→ **TASK BRIEF**: Beginning with the line where "Would you kindly point to the glass" appears, restate each line word for word until the data ends. Pictures do not go in.

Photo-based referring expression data
....
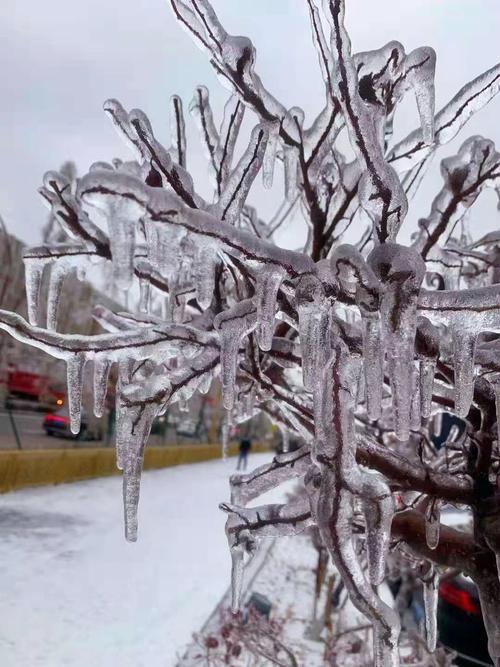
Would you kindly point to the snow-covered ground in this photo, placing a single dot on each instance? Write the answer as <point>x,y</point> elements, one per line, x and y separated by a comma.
<point>74,593</point>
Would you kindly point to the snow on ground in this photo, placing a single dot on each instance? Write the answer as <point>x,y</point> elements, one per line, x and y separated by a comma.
<point>74,593</point>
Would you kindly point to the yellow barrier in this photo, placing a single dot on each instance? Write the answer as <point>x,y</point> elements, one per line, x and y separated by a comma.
<point>20,469</point>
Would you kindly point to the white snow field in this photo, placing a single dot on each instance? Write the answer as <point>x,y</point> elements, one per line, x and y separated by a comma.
<point>74,593</point>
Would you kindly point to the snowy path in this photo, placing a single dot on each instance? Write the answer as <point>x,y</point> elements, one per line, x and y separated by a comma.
<point>74,593</point>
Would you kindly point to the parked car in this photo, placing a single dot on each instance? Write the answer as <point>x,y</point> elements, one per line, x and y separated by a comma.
<point>460,622</point>
<point>57,424</point>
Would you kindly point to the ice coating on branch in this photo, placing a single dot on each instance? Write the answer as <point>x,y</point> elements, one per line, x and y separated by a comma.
<point>204,274</point>
<point>380,192</point>
<point>378,510</point>
<point>465,175</point>
<point>401,271</point>
<point>202,111</point>
<point>144,294</point>
<point>333,502</point>
<point>466,314</point>
<point>415,416</point>
<point>314,328</point>
<point>269,161</point>
<point>239,182</point>
<point>432,522</point>
<point>268,283</point>
<point>33,277</point>
<point>430,590</point>
<point>178,130</point>
<point>225,438</point>
<point>246,487</point>
<point>357,277</point>
<point>75,366</point>
<point>232,326</point>
<point>245,527</point>
<point>427,370</point>
<point>101,373</point>
<point>342,321</point>
<point>373,353</point>
<point>291,154</point>
<point>449,120</point>
<point>231,123</point>
<point>132,430</point>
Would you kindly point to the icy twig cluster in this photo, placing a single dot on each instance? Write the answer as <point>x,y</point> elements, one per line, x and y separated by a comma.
<point>353,348</point>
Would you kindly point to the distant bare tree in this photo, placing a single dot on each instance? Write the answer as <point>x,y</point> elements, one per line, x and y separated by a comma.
<point>372,338</point>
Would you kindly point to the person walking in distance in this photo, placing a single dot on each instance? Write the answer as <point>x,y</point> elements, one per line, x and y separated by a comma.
<point>245,447</point>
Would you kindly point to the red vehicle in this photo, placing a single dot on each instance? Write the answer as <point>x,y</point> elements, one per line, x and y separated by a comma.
<point>32,386</point>
<point>57,424</point>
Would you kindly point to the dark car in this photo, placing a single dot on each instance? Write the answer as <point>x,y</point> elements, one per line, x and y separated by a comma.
<point>57,424</point>
<point>460,622</point>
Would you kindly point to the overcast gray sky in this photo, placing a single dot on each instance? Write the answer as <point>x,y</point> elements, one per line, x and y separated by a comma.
<point>61,59</point>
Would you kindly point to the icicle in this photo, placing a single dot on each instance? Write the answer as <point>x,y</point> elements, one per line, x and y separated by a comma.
<point>427,370</point>
<point>75,365</point>
<point>225,438</point>
<point>57,273</point>
<point>291,163</point>
<point>205,383</point>
<point>378,510</point>
<point>314,329</point>
<point>135,431</point>
<point>293,123</point>
<point>431,585</point>
<point>373,358</point>
<point>266,293</point>
<point>269,160</point>
<point>432,523</point>
<point>144,294</point>
<point>237,565</point>
<point>122,241</point>
<point>464,344</point>
<point>33,269</point>
<point>415,417</point>
<point>401,270</point>
<point>285,439</point>
<point>233,325</point>
<point>178,130</point>
<point>101,373</point>
<point>204,275</point>
<point>496,389</point>
<point>230,345</point>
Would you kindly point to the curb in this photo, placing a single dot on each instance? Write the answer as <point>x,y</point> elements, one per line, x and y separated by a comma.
<point>22,469</point>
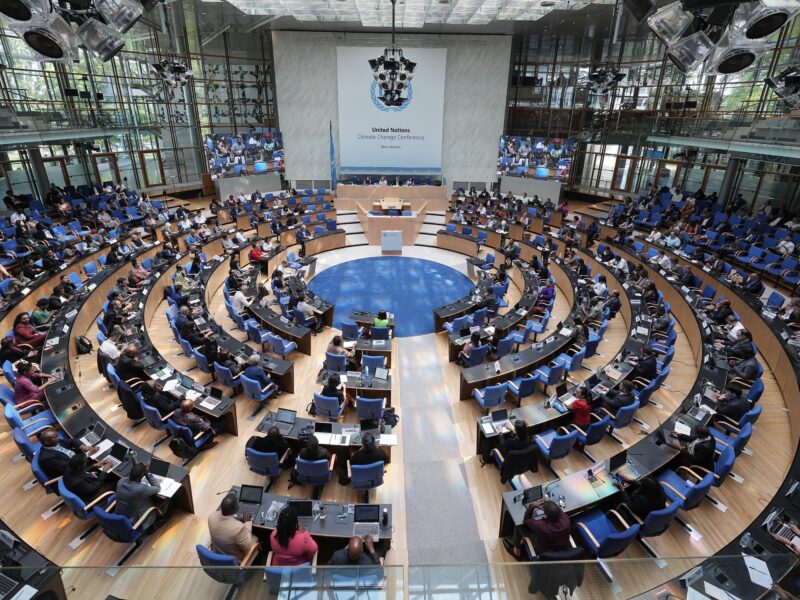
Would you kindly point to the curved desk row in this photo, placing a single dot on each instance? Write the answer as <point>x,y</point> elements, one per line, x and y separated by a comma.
<point>771,336</point>
<point>74,413</point>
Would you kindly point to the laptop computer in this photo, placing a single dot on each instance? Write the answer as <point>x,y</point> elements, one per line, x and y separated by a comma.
<point>532,494</point>
<point>118,454</point>
<point>304,508</point>
<point>366,521</point>
<point>284,420</point>
<point>147,360</point>
<point>250,499</point>
<point>93,435</point>
<point>617,460</point>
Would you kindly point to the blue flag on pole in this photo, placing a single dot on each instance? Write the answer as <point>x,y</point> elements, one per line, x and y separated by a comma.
<point>333,157</point>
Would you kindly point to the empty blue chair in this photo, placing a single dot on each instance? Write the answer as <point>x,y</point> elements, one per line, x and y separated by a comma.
<point>478,318</point>
<point>314,472</point>
<point>477,355</point>
<point>264,463</point>
<point>366,477</point>
<point>335,362</point>
<point>490,396</point>
<point>155,419</point>
<point>81,509</point>
<point>222,567</point>
<point>350,331</point>
<point>522,387</point>
<point>256,335</point>
<point>553,445</point>
<point>379,333</point>
<point>603,538</point>
<point>683,491</point>
<point>280,346</point>
<point>226,377</point>
<point>657,521</point>
<point>594,433</point>
<point>194,441</point>
<point>372,362</point>
<point>327,406</point>
<point>504,347</point>
<point>457,324</point>
<point>8,371</point>
<point>252,389</point>
<point>550,374</point>
<point>736,440</point>
<point>300,319</point>
<point>369,408</point>
<point>120,529</point>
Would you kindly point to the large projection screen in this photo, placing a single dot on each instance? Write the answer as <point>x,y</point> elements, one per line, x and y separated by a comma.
<point>375,139</point>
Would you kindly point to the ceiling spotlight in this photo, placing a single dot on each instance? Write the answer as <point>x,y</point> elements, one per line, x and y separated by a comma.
<point>120,14</point>
<point>690,51</point>
<point>49,36</point>
<point>23,10</point>
<point>601,80</point>
<point>760,19</point>
<point>640,9</point>
<point>786,86</point>
<point>670,22</point>
<point>100,39</point>
<point>392,73</point>
<point>734,53</point>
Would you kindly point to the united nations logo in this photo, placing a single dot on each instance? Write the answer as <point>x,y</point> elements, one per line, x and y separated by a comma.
<point>396,104</point>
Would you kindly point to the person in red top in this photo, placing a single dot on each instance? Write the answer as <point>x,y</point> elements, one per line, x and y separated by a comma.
<point>25,333</point>
<point>550,533</point>
<point>291,544</point>
<point>581,409</point>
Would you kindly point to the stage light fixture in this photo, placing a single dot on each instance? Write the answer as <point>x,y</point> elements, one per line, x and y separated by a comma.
<point>23,10</point>
<point>393,72</point>
<point>735,53</point>
<point>49,36</point>
<point>100,39</point>
<point>670,22</point>
<point>786,86</point>
<point>120,14</point>
<point>640,9</point>
<point>760,19</point>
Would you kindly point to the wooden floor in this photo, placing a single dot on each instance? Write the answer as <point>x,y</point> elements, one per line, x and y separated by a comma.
<point>218,469</point>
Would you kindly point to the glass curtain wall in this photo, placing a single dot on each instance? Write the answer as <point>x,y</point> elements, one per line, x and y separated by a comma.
<point>548,97</point>
<point>119,121</point>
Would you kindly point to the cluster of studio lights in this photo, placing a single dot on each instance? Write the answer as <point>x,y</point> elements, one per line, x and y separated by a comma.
<point>727,36</point>
<point>393,72</point>
<point>56,29</point>
<point>786,86</point>
<point>173,71</point>
<point>602,80</point>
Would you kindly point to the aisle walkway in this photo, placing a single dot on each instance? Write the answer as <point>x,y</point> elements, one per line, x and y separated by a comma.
<point>440,520</point>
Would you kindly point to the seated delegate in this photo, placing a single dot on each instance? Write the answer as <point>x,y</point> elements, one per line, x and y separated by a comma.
<point>230,535</point>
<point>291,544</point>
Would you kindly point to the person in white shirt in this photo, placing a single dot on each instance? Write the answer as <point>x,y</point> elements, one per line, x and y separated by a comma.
<point>673,241</point>
<point>735,328</point>
<point>239,301</point>
<point>654,236</point>
<point>785,246</point>
<point>662,260</point>
<point>111,348</point>
<point>600,288</point>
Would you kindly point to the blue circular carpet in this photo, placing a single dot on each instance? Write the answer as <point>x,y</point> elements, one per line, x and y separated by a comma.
<point>408,287</point>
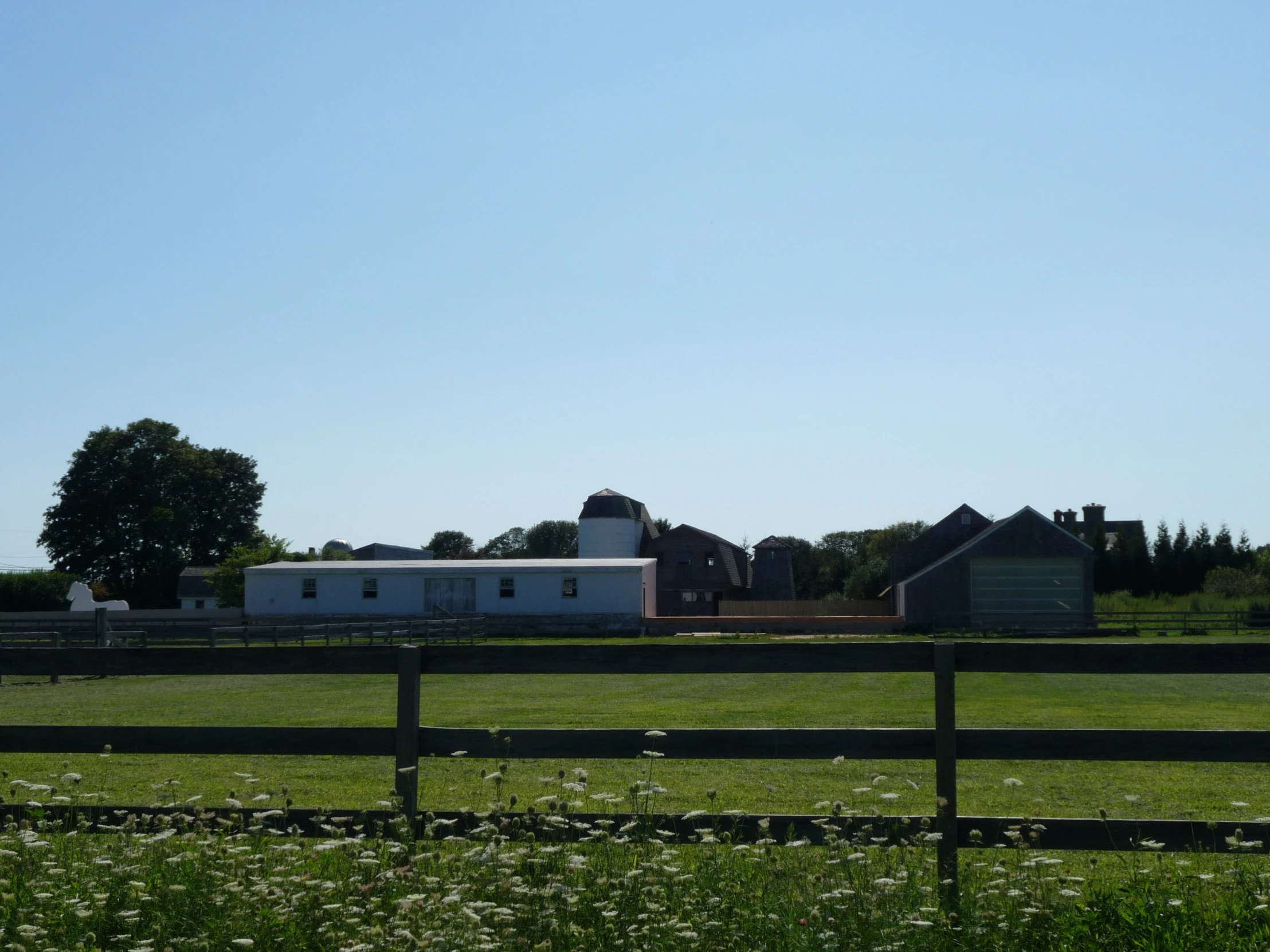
....
→ **REPLY TO THE EXERCISE**:
Would you kindly point to the glass curtain wall in this photo, placing a single dot on each instance? Write the answer as <point>x,y</point> elements, one per line, x and y separated by a comma.
<point>548,97</point>
<point>119,121</point>
Would you kindly point to the cluster of studio lights in this photo, placing a single dot on each instance? Write the answer as <point>x,y</point> elements, one per line, x and y separated by a comma.
<point>727,36</point>
<point>393,72</point>
<point>56,29</point>
<point>786,86</point>
<point>173,71</point>
<point>602,80</point>
Would you kindly point to the aisle walkway in this photo, placing a single dot on each instance? Write the answer as <point>x,y</point> elements, one per line, x and y separated by a comma.
<point>440,520</point>
Would you kindly point to the seated delegate in this photo, placing a single dot on each instance? Write the answer as <point>x,y</point> elements, one per line, x and y separated by a comma.
<point>230,535</point>
<point>291,544</point>
Would you kindly point to the person in white shirt in this photo, placing a single dot on each instance? Write the answer as <point>x,y</point> elements, one per line, x and y separated by a comma.
<point>673,241</point>
<point>735,328</point>
<point>239,301</point>
<point>654,236</point>
<point>785,246</point>
<point>662,260</point>
<point>111,348</point>
<point>600,288</point>
Would you kindly point to the blue circular carpet in this photo, placing a single dot on each instance? Write the answer as <point>x,y</point> elements, one per line, x and y separated by a comma.
<point>408,287</point>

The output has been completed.